━━━ DATA ━━━
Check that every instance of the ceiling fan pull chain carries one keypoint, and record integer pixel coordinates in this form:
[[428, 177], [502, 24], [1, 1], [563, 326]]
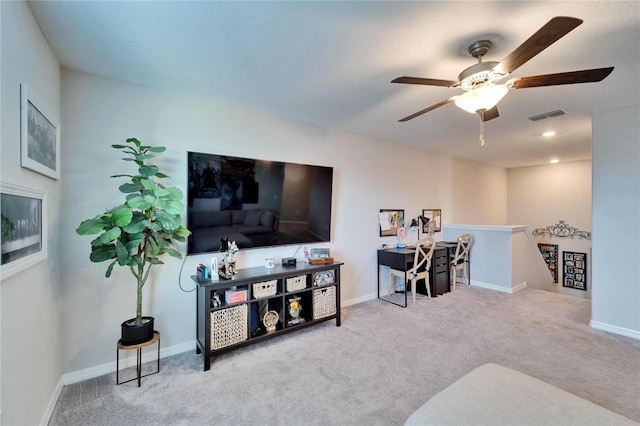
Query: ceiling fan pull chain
[[481, 128]]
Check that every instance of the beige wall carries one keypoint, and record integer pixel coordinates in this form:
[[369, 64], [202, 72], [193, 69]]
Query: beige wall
[[542, 196], [31, 344], [368, 175]]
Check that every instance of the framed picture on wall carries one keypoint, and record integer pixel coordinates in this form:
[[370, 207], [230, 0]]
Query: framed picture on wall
[[550, 255], [39, 136], [435, 216], [390, 221], [24, 228], [574, 270]]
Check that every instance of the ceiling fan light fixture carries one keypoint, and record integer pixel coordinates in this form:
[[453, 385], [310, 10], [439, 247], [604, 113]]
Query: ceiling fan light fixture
[[481, 98]]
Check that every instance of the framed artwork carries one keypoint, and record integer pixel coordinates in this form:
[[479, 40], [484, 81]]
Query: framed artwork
[[574, 272], [39, 136], [434, 215], [24, 228], [550, 255], [390, 222]]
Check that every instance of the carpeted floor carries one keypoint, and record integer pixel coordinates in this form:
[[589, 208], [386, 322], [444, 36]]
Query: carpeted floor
[[377, 368]]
━━━
AIM OF THE TASK
Could the entries above be restated word for word, with the pictures left out?

ANSWER
Check that every instance of the ceiling fan pull chain carries one keypoint, and record integer pixel coordinates in this form:
[[428, 177], [502, 24], [1, 1], [563, 326]]
Query: ceiling fan pull chain
[[481, 128]]
Check that every instance of the beige wall carries one keypoint, and record integer pixel coordinates in this form:
[[369, 64], [202, 72], [193, 69]]
Query: beige wall
[[542, 196], [31, 344], [368, 175]]
Check that every instance of the framed picture on wall carries one keypoint, and record integer pixel coordinates in this form:
[[370, 207], [230, 0]]
Query: framed picture on wall
[[550, 255], [39, 136], [435, 216], [390, 221], [24, 228], [574, 270]]
Check that every instance of the ceiling fan light fixture carries one keypoint, and record integer pixel coordinates in this form:
[[453, 385], [310, 10], [439, 247], [604, 113]]
Query: ceiling fan light fixture
[[481, 98]]
Check that every instance of the framed artwork carries one keypoint, and record integer pixel coordinates in this form:
[[479, 40], [484, 81]]
Query: framed artwork
[[574, 272], [39, 136], [434, 215], [24, 228], [550, 255], [390, 222]]
Check that every instance of the carpeted floor carries one keypoint, and record integer pixel coordinates in this form:
[[589, 208], [386, 322], [444, 36]]
Query: carpeted floor
[[377, 368]]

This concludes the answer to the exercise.